═════ EXERCISE INPUT ═════

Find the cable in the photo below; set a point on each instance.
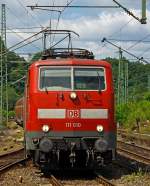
(140, 59)
(127, 40)
(138, 42)
(26, 10)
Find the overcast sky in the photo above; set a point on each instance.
(91, 24)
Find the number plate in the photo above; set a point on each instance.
(73, 114)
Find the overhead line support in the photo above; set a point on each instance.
(77, 6)
(143, 19)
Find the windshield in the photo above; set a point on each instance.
(72, 78)
(55, 79)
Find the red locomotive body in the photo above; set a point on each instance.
(69, 113)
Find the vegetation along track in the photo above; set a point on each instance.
(96, 180)
(10, 159)
(138, 138)
(134, 152)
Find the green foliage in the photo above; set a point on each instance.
(15, 72)
(128, 114)
(11, 114)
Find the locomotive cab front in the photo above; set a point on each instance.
(70, 113)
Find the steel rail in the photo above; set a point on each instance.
(7, 160)
(131, 153)
(54, 181)
(11, 152)
(10, 165)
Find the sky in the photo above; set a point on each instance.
(91, 24)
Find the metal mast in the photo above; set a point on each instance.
(4, 104)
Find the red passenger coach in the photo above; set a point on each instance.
(69, 111)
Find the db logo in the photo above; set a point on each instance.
(73, 113)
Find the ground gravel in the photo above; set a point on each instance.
(30, 176)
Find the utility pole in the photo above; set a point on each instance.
(4, 104)
(149, 83)
(143, 19)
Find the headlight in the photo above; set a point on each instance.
(99, 128)
(101, 145)
(45, 128)
(73, 95)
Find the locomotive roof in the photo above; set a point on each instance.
(71, 62)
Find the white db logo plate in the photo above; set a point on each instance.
(73, 113)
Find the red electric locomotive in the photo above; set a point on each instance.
(69, 111)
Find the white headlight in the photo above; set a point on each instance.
(45, 128)
(73, 95)
(99, 128)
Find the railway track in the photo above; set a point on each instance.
(135, 152)
(98, 180)
(138, 138)
(10, 159)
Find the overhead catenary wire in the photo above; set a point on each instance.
(139, 58)
(26, 10)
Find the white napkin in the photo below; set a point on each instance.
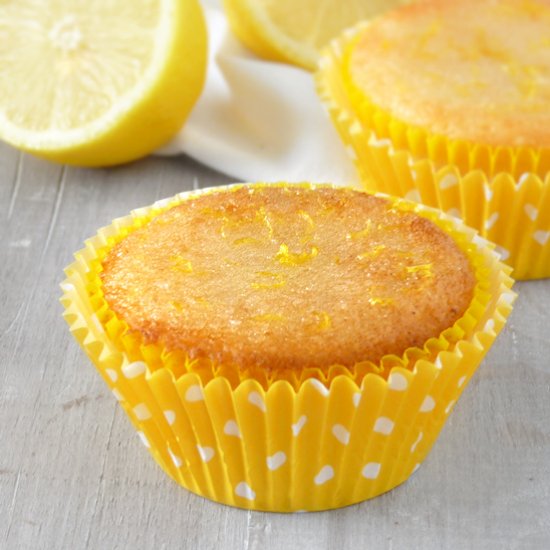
(258, 120)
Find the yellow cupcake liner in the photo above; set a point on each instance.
(286, 445)
(503, 192)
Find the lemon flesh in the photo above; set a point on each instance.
(99, 82)
(295, 31)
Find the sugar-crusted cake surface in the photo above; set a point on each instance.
(285, 277)
(463, 69)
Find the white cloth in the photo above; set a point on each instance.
(258, 120)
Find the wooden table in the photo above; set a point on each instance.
(73, 473)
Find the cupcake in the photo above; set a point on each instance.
(287, 347)
(446, 103)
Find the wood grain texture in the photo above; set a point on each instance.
(74, 475)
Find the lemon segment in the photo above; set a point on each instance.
(100, 82)
(295, 31)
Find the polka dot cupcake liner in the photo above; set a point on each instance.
(286, 445)
(502, 192)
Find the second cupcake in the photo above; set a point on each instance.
(447, 103)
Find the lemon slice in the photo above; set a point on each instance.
(99, 82)
(296, 30)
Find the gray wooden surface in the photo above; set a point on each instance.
(73, 474)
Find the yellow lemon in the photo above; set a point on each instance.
(295, 30)
(99, 82)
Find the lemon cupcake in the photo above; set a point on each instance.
(283, 347)
(447, 103)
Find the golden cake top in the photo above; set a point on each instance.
(286, 277)
(464, 69)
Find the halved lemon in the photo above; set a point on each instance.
(295, 31)
(99, 82)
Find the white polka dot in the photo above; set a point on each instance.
(254, 398)
(326, 473)
(170, 417)
(448, 181)
(531, 211)
(398, 382)
(371, 470)
(428, 404)
(383, 425)
(413, 195)
(449, 406)
(491, 220)
(231, 428)
(206, 453)
(275, 461)
(355, 128)
(454, 212)
(297, 428)
(112, 374)
(351, 152)
(319, 386)
(144, 440)
(503, 254)
(142, 412)
(175, 459)
(97, 323)
(194, 393)
(418, 440)
(117, 394)
(340, 433)
(541, 237)
(243, 490)
(133, 370)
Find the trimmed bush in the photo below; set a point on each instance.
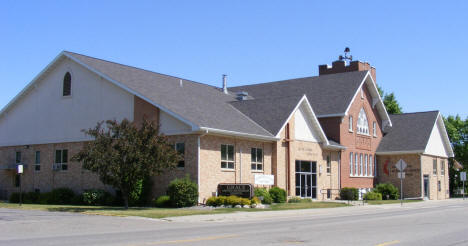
(97, 197)
(255, 200)
(373, 196)
(162, 202)
(295, 200)
(183, 192)
(348, 193)
(262, 192)
(61, 196)
(278, 195)
(387, 189)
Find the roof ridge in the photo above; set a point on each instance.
(308, 77)
(143, 69)
(421, 112)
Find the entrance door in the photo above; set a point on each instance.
(306, 179)
(426, 186)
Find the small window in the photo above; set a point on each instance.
(366, 166)
(227, 156)
(18, 157)
(362, 124)
(374, 129)
(67, 85)
(180, 148)
(442, 167)
(356, 164)
(256, 156)
(361, 171)
(37, 162)
(61, 159)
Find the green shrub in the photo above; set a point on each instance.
(97, 197)
(162, 202)
(183, 192)
(255, 200)
(373, 196)
(262, 192)
(387, 189)
(278, 195)
(233, 200)
(295, 200)
(348, 193)
(61, 196)
(211, 201)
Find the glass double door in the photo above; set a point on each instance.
(306, 179)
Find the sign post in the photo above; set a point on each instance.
(401, 165)
(463, 179)
(20, 171)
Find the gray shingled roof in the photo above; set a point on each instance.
(327, 94)
(203, 105)
(410, 132)
(271, 113)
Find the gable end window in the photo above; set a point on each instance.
(362, 124)
(227, 156)
(66, 85)
(256, 156)
(61, 159)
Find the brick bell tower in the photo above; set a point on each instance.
(346, 64)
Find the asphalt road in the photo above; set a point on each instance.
(424, 223)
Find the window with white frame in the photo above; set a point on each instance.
(374, 128)
(180, 148)
(356, 164)
(37, 161)
(362, 124)
(227, 156)
(366, 166)
(256, 156)
(61, 159)
(360, 165)
(442, 167)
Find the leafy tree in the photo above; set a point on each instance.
(390, 102)
(457, 130)
(123, 154)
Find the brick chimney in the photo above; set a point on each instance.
(341, 67)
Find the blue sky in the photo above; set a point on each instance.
(419, 48)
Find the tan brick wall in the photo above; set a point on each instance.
(211, 173)
(387, 173)
(46, 179)
(427, 169)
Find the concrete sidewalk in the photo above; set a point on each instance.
(319, 212)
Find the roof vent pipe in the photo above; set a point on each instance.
(225, 84)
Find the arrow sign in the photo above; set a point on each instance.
(401, 165)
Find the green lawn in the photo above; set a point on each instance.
(390, 202)
(163, 212)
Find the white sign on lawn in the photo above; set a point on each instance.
(264, 179)
(401, 165)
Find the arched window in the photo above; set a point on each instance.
(362, 124)
(67, 84)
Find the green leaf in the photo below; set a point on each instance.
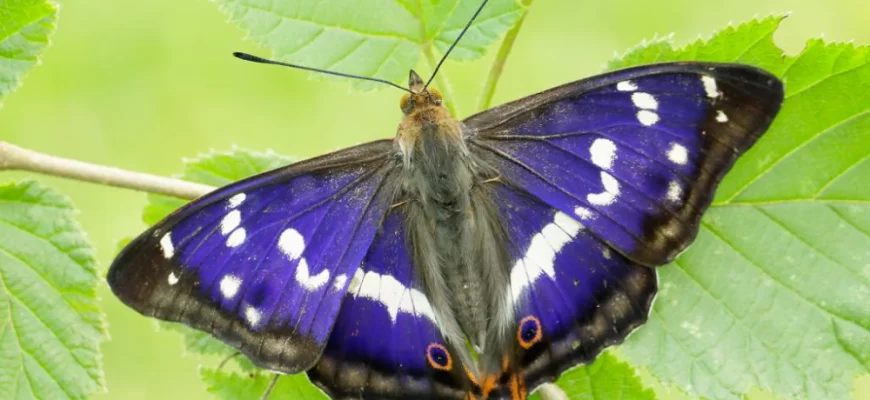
(216, 169)
(377, 38)
(233, 386)
(51, 325)
(774, 293)
(607, 378)
(24, 29)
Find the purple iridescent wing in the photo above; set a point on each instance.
(638, 152)
(572, 294)
(386, 343)
(263, 263)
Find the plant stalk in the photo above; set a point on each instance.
(488, 90)
(443, 82)
(17, 158)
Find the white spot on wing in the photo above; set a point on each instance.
(540, 257)
(236, 200)
(391, 295)
(231, 221)
(291, 243)
(338, 282)
(356, 281)
(394, 296)
(647, 118)
(166, 246)
(237, 237)
(678, 154)
(583, 213)
(253, 316)
(710, 86)
(230, 285)
(308, 281)
(675, 192)
(608, 196)
(370, 287)
(626, 86)
(644, 101)
(603, 152)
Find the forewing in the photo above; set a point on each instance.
(262, 264)
(638, 152)
(572, 294)
(386, 343)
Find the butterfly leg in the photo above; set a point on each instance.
(399, 204)
(270, 387)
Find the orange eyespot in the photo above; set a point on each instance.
(439, 357)
(405, 103)
(529, 332)
(518, 387)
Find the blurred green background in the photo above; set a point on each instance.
(142, 84)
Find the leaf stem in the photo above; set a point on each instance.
(442, 81)
(16, 158)
(488, 90)
(552, 391)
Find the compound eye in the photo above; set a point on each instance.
(435, 96)
(405, 104)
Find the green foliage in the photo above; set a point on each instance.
(733, 315)
(51, 325)
(775, 291)
(382, 39)
(234, 386)
(24, 29)
(607, 378)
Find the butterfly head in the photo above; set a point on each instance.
(420, 97)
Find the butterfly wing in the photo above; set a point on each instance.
(263, 264)
(572, 295)
(639, 151)
(386, 343)
(599, 180)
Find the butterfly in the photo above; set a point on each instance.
(473, 259)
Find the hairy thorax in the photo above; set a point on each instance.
(449, 219)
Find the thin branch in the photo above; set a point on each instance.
(16, 158)
(442, 81)
(488, 90)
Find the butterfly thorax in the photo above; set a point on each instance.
(449, 219)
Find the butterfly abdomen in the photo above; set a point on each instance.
(451, 225)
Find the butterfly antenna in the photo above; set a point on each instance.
(253, 58)
(455, 42)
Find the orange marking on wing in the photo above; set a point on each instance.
(434, 363)
(518, 387)
(527, 344)
(471, 377)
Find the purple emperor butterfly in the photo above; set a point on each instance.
(462, 260)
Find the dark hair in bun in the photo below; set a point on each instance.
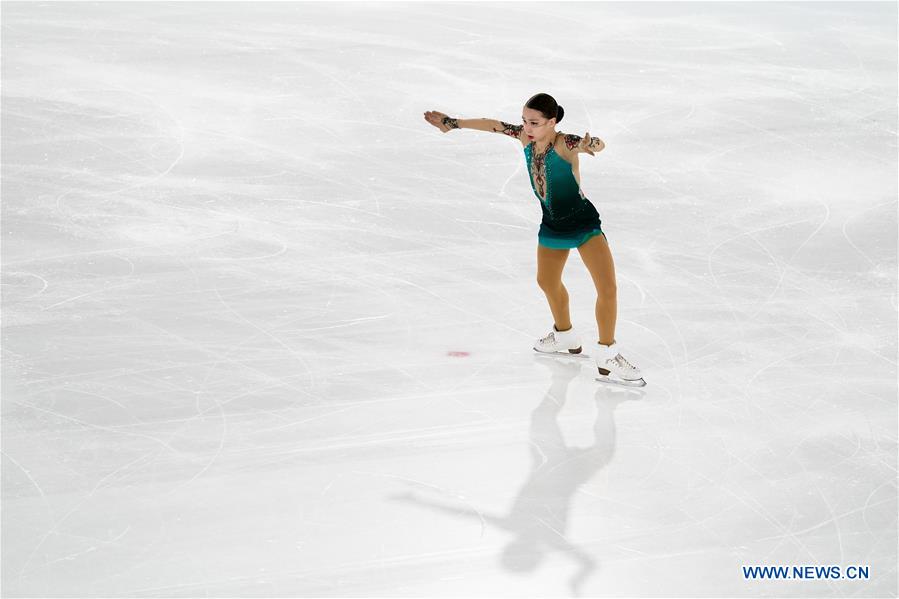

═════

YOUR ASSIGNMENT
Only what runs from the line holding "Find the orange marking" through the end of the entries above is to be given again, exactly, with every picture omitted.

EXPECTED OUTPUT
Find the orange marking on wing in the photo above; set a point on each instance.
(434, 363)
(518, 387)
(527, 344)
(471, 377)
Find the purple emperor butterfly in the photo above; set a point on each instance.
(462, 260)
Find the dark hair in bun in the photo below; set a point on each instance.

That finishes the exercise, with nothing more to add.